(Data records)
-- Start --

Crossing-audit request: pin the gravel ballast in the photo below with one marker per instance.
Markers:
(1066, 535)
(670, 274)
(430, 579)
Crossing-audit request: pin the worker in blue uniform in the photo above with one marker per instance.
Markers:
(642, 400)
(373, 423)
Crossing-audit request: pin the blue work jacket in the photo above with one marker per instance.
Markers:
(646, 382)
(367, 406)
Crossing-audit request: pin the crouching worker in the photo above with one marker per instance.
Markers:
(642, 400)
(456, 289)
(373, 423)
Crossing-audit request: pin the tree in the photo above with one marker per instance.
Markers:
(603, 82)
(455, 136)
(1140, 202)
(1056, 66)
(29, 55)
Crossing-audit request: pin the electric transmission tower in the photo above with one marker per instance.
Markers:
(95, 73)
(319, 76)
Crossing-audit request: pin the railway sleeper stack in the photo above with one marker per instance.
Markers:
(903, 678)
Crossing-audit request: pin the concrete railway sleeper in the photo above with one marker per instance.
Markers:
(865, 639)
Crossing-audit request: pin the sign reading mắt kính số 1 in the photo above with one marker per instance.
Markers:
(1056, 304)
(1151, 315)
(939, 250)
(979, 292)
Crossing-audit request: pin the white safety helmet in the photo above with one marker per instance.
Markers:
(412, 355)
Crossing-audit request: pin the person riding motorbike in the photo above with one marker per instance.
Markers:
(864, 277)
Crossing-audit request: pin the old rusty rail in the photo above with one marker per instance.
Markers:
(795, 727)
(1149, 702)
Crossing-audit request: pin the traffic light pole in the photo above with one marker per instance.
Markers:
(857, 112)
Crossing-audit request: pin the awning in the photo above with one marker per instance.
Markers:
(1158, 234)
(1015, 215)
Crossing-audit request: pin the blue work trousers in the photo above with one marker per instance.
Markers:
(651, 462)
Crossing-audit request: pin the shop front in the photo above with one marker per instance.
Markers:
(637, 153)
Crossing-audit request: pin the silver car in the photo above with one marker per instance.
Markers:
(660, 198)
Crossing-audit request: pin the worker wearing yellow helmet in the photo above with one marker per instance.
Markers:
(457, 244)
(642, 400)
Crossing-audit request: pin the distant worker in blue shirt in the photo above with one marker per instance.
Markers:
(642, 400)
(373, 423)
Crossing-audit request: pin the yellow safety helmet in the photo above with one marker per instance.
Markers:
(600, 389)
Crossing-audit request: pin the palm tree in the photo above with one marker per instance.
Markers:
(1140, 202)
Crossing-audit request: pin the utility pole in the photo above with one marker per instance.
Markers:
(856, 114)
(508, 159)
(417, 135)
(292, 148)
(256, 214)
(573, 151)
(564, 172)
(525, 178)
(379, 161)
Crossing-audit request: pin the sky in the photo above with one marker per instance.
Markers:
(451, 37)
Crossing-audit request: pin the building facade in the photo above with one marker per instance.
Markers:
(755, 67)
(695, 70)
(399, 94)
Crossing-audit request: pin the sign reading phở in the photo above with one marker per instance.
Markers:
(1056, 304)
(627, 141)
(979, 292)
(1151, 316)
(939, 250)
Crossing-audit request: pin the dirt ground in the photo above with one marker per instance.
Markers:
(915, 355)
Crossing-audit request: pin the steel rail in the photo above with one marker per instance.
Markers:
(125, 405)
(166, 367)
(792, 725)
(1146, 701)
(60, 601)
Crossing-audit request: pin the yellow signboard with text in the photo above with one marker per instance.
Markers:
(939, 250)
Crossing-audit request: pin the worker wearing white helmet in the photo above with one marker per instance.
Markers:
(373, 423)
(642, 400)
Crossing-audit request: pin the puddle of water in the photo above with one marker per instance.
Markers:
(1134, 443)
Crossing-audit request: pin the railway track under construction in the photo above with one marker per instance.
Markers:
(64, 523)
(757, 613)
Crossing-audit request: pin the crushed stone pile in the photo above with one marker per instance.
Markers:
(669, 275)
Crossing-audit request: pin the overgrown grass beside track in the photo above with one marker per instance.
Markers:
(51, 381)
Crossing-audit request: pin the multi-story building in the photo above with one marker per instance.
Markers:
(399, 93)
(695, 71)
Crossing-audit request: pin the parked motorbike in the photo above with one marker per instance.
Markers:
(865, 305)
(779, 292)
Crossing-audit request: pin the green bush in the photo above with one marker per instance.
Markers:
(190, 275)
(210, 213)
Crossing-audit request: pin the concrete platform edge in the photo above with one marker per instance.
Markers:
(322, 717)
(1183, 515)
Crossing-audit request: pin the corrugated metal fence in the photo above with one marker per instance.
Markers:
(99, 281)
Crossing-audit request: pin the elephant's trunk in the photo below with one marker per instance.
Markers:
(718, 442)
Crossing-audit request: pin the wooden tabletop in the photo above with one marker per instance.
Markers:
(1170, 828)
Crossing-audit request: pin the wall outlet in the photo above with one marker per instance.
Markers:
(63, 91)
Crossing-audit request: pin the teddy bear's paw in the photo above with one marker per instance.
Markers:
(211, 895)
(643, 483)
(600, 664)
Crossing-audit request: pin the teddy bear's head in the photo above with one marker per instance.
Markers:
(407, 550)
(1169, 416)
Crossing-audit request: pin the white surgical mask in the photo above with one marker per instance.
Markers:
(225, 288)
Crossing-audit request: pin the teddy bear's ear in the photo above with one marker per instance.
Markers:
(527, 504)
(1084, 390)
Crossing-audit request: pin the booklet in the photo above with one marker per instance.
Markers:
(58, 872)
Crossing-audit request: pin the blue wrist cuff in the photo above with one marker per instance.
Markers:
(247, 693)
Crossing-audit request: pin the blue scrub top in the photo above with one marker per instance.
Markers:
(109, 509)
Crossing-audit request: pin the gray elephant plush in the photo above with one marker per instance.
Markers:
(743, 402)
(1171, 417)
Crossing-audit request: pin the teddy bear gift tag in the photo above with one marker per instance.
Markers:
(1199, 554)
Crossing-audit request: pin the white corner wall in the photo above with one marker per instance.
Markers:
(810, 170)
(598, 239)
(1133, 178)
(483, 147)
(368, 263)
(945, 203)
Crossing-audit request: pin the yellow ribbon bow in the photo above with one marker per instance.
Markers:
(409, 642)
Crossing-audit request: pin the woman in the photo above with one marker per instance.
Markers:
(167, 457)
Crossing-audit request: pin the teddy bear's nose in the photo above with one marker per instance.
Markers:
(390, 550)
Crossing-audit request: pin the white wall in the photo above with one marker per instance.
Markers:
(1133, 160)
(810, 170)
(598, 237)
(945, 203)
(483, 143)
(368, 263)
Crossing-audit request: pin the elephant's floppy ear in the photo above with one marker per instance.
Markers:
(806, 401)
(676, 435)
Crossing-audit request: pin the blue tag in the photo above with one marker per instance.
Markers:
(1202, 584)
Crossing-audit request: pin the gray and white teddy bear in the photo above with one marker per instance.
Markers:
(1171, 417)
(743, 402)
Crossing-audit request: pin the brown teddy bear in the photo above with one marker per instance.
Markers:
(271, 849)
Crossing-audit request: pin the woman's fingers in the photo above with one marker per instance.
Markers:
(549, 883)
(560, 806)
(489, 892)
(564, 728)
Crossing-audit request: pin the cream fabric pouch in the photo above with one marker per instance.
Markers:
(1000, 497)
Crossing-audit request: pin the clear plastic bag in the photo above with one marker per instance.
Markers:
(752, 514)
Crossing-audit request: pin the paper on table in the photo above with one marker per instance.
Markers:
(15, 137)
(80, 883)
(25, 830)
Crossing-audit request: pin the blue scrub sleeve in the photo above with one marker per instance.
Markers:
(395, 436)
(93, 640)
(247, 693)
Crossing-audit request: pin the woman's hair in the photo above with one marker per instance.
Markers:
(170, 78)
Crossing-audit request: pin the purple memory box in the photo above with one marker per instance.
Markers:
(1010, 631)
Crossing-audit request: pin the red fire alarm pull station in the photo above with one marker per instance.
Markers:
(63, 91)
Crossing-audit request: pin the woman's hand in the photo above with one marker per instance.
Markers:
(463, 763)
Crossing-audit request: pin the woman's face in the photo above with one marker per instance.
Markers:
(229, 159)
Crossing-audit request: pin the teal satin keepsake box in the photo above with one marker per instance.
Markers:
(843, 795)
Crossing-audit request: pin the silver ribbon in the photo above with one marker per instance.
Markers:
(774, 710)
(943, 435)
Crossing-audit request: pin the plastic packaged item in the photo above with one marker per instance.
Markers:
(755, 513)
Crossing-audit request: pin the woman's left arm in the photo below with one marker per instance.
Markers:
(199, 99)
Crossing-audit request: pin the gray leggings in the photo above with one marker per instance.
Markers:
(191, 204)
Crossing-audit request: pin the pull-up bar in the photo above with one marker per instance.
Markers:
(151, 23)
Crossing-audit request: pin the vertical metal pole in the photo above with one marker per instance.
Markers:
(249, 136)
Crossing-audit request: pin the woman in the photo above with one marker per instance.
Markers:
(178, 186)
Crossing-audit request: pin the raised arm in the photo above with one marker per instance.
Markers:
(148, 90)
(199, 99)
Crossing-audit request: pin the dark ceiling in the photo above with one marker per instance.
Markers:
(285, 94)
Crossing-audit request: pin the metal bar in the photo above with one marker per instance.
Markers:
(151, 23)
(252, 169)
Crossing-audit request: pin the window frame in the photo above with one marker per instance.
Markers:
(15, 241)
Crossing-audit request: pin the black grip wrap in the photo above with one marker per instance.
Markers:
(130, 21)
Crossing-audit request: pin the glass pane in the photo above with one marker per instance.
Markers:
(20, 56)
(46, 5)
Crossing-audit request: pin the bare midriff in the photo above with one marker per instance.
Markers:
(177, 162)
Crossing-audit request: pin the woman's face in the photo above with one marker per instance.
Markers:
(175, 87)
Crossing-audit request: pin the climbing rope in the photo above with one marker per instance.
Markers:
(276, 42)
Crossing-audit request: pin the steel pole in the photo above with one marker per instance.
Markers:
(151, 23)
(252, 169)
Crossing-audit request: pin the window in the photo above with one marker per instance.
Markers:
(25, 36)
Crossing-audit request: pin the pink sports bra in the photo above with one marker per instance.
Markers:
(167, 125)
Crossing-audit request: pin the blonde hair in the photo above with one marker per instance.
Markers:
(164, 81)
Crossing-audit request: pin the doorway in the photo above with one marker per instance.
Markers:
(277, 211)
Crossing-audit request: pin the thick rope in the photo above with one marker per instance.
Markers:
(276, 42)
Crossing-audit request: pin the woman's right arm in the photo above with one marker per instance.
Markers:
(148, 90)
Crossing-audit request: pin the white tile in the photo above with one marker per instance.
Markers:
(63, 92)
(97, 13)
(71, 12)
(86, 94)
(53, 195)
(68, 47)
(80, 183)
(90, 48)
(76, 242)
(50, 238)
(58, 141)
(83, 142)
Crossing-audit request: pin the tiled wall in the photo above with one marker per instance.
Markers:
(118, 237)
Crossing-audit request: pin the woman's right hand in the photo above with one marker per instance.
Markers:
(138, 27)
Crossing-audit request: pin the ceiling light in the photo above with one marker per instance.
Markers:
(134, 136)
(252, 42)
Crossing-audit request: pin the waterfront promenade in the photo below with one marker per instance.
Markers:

-- End --

▸ JOB
Rewrite these lines as a JSON list of strings, one string per line, with blank lines left out. Begin at the line that has "Crossing-audit request: pin the wooden" and stop after the line that has "(1202, 584)".

▸ EXPECTED ANSWER
[
  "Crossing-audit request: pin the wooden tabletop in the photo above with one marker per instance.",
  "Markers:",
  "(1170, 828)",
  "Crossing-audit request: pin the wall outlet in the photo above with one marker per instance.",
  "Markers:",
  "(63, 91)",
  "Crossing-audit request: pin the teddy bear's paw in the photo above with one marker per instance.",
  "Markers:",
  "(211, 895)",
  "(643, 483)",
  "(600, 664)",
  "Crossing-audit request: pin the teddy bear's head in the photo above with one marker per instance.",
  "Markers:",
  "(407, 550)",
  "(1169, 416)",
  "Crossing-audit request: pin the white surgical mask in the photo above with one marker per instance.",
  "Markers:",
  "(225, 288)",
  "Crossing-audit request: pin the teddy bear's ear in the photo above with one marker per instance.",
  "Markers:",
  "(527, 504)",
  "(1084, 390)",
  "Crossing-audit request: pin the booklet in the photo above with one marker per instance.",
  "Markers:",
  "(58, 872)",
  "Crossing-audit request: pin the blue wrist cuff in the photo above with one marker per instance.",
  "Markers:",
  "(247, 693)",
  "Crossing-audit request: pin the blue scrub top in the photo above with one marker per instance.",
  "Markers:",
  "(109, 509)",
  "Crossing-audit request: pin the gray elephant plush in the photo above with one marker per instance.",
  "Markers:",
  "(743, 402)",
  "(1171, 417)",
  "Crossing-audit request: pin the teddy bear gift tag in the photo above with one marker per instance.",
  "Markers:",
  "(1199, 554)",
  "Crossing-audit request: pin the white corner wall in the photo above with one marker per instance.",
  "Markers:",
  "(810, 170)",
  "(598, 239)",
  "(1133, 178)",
  "(483, 147)",
  "(368, 263)",
  "(945, 203)",
  "Crossing-audit request: pin the yellow ribbon bow in the photo above with one marker per instance.",
  "Markers:",
  "(409, 642)",
  "Crossing-audit request: pin the woman in the photo above with one marker per instance.",
  "Markers:",
  "(167, 457)",
  "Crossing-audit request: pin the teddy bear's nose in the photo above with one marker per instance.",
  "Markers:",
  "(390, 550)",
  "Crossing-audit request: pin the white wall in the photo above with one marker per instance.",
  "Markers:",
  "(1133, 160)",
  "(810, 170)",
  "(598, 237)",
  "(945, 203)",
  "(483, 143)",
  "(368, 263)",
  "Crossing-audit request: pin the elephant's floppy ear in the photo above with one marker per instance.",
  "Markers:",
  "(806, 401)",
  "(676, 435)",
  "Crossing-audit request: pin the blue tag in the photo above with one marker per instance.",
  "Markers:",
  "(1202, 584)"
]